The terms used in this specification generally have their ordinary meanings in the art, within the context of the disclosure, and in the specific context where each term is used. Certain terms that are used to describe the disclosure are discussed below, or elsewhere in the specification, to provide additional guidance to the practitioner regarding the description of the disclosure. It will be appreciated that same thing can be said in more than one way. Consequently, alternative language and synonyms may be used for any one or more of the terms discussed herein, nor is any special significance to be placed upon whether or not a term is elaborated or discussed herein. Synonyms for certain terms are provided. A recital of one or more synonyms does not exclude the use of other synonyms. The use of examples anywhere in this specification including examples of any terms discussed herein is illustrative only, and in no way limits the scope and meaning of the disclosure or of any exemplified term. Likewise, the disclosure is not limited to various embodiments given in this specification.

Unless otherwise defined, all terms (including technical and scientific terms) used herein have the same meaning as commonly understood by one of ordinary skill in the art to which this disclosure belongs. It will be further understood that terms, such as those defined in commonly used dictionaries, should be interpreted as having a meaning that is consistent with their meaning in the context of the relevant art and the present disclosure, and will not be interpreted in an idealized or overly formal sense unless expressly so defined herein.

Unless otherwise defined, “first”, “second”, “third” and the like used before the same object are intended to distinguish these different objects, but are not to limit any sequence thereof.

As used herein, “around”, “about”, “substantially” or “approximately” shall generally mean within 20 percent, preferably within 10 percent, and more preferably within 5 percent of a given value or range. Numerical quantities given herein are approximate, meaning that the term “around”, “about”, “substantially” or “approximately” can be inferred if not expressly stated.

As used herein, “plurality” means two or more.

As used herein, the terms “comprising”, “including”, “having”, “containing”, “involving”, and the like are to be understood to be open-ended, i.e., to mean including but not limited to.

As used herein, the phrase “at least one of A, B, and C” should be construed to mean a logical (A or B or C), using a non-exclusive logical OR. It should be understood that one or more steps within a method may be executed in different order (or concurrently) without altering the principles of the present disclosure. As used herein, the term “and/or” includes any and all combinations of one or more of the associated listed items.

As used herein, the term “module” may refer to, be part of, or include an Application Specific Integrated Circuit (ASIC); an electronic circuit; a combinational logic circuit; a field programmable gate array (FPGA); a processor (shared, dedicated, or group) that executes code; other suitable hardware components that provide the described functionality; or a combination of some or all of the above, such as in a system-on-chip. The term “module” may include memory (shared, dedicated, or group) that stores code executed by the processor.

Task:
Which terms does the definitions excerpt say are to be understood as open-ended? List every one. The lines after this point are separate material and are not part of the definitions excerpt.

Stored data:

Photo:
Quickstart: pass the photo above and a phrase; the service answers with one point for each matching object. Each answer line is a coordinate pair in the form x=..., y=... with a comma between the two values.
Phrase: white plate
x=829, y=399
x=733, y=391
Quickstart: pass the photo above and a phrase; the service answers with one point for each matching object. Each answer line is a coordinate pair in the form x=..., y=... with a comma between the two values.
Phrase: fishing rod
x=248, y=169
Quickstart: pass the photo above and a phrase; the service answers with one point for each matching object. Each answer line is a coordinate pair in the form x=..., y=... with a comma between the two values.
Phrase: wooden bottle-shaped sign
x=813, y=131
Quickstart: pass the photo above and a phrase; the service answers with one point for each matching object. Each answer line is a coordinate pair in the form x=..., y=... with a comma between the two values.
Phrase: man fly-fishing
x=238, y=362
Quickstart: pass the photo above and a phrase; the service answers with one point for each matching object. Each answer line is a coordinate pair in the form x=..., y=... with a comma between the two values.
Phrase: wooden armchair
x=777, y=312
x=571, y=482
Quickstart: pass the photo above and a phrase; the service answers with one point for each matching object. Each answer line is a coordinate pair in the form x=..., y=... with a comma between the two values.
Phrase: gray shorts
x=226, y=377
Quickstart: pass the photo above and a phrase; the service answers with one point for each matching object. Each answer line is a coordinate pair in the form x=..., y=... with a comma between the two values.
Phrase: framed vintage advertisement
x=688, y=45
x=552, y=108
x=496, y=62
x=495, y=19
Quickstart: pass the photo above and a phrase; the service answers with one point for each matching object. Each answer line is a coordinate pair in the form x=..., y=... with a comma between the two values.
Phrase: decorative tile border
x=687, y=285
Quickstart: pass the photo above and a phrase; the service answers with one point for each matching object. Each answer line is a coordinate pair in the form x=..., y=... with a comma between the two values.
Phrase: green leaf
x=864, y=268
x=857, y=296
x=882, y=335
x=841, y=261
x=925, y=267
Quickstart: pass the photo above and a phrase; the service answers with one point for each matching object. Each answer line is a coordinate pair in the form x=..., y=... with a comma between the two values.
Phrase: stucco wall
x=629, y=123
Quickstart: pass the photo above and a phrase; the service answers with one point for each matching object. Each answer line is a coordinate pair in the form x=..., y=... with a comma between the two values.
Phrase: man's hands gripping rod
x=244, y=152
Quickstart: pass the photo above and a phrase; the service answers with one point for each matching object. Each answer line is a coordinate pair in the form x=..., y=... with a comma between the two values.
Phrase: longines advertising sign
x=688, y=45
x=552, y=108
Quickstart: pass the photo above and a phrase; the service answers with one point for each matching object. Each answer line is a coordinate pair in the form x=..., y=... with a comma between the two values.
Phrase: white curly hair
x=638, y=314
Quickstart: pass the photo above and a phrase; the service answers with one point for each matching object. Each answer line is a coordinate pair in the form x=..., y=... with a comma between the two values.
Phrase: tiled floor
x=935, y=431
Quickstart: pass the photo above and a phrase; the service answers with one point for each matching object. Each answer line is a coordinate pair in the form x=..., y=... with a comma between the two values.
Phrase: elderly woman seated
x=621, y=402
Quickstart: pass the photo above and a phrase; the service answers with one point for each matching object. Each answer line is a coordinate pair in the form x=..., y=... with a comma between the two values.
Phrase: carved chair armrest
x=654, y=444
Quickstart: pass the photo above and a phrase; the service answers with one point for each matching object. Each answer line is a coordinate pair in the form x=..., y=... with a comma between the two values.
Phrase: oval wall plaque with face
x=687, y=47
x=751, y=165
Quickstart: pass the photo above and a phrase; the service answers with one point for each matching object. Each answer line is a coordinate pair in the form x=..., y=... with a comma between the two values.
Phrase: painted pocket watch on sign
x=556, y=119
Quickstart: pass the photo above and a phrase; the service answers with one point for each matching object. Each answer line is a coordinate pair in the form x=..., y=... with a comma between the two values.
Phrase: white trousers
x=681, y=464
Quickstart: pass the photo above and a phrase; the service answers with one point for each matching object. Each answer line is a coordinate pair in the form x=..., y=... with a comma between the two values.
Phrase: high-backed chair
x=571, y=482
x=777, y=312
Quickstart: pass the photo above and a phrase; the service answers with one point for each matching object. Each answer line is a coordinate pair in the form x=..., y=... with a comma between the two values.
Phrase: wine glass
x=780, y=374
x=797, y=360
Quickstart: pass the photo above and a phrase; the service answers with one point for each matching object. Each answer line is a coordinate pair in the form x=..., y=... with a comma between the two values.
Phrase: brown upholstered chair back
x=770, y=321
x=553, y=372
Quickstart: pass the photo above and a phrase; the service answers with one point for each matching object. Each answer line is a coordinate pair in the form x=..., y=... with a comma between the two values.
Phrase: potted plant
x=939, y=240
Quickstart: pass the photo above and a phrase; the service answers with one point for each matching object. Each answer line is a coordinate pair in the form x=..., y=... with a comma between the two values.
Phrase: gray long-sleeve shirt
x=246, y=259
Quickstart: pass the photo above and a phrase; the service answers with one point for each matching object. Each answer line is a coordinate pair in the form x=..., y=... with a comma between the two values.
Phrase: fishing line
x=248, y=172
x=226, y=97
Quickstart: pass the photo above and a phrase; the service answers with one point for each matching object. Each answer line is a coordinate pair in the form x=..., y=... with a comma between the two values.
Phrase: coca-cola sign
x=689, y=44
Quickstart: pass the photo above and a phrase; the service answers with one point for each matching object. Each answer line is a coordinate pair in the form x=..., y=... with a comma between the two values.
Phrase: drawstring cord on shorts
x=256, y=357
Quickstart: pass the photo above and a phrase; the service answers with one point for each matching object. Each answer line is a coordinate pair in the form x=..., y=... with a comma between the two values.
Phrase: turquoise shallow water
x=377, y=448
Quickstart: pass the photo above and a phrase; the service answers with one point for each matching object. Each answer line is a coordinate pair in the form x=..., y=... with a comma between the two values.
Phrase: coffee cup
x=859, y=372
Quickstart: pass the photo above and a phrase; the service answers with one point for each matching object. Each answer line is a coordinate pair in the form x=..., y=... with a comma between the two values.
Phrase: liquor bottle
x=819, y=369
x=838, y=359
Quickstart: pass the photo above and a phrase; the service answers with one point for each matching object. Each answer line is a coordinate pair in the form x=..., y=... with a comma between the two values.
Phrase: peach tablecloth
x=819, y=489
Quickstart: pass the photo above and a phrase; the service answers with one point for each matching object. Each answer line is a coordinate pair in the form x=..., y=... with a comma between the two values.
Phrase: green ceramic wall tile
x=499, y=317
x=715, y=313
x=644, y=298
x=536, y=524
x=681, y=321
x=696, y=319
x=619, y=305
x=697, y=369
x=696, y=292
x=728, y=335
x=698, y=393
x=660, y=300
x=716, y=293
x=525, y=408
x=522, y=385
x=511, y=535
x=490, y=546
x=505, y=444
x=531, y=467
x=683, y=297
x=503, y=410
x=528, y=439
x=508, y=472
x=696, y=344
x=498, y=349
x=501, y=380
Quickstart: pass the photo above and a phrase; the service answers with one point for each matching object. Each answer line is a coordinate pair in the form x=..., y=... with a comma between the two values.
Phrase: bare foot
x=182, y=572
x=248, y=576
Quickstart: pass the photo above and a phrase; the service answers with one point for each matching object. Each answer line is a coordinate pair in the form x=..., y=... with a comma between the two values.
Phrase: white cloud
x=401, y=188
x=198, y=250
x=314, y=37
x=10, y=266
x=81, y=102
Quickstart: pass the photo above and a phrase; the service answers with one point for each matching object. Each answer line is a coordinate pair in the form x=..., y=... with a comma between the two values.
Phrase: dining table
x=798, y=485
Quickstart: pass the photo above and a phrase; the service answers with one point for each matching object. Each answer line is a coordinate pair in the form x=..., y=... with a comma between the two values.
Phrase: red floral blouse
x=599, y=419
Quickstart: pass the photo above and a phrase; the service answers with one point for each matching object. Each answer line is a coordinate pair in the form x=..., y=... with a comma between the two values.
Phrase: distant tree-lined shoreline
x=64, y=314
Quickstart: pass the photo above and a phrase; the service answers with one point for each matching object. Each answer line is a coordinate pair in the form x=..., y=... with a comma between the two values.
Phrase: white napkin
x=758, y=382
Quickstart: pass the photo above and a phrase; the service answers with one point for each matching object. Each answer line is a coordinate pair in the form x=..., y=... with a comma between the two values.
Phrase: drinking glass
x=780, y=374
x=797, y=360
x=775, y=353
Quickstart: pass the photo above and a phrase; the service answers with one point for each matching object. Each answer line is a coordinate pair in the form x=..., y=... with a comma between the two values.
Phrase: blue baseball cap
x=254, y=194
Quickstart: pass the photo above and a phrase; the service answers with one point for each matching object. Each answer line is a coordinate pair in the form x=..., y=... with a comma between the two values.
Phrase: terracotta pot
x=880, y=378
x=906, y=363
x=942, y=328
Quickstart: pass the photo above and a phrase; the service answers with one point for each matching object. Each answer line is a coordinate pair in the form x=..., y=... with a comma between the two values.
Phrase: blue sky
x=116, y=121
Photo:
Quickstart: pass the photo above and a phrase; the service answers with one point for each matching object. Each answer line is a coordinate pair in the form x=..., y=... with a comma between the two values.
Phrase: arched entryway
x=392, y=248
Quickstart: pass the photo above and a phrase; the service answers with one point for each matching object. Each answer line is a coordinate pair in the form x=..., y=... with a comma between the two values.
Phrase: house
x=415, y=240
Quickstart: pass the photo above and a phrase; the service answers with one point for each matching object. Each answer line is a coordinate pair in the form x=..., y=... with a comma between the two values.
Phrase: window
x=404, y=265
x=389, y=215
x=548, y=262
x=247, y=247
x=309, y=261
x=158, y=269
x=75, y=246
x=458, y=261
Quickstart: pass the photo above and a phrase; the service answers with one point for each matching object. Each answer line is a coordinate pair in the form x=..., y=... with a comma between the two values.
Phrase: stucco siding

Answer:
comprising, including, having, containing, involving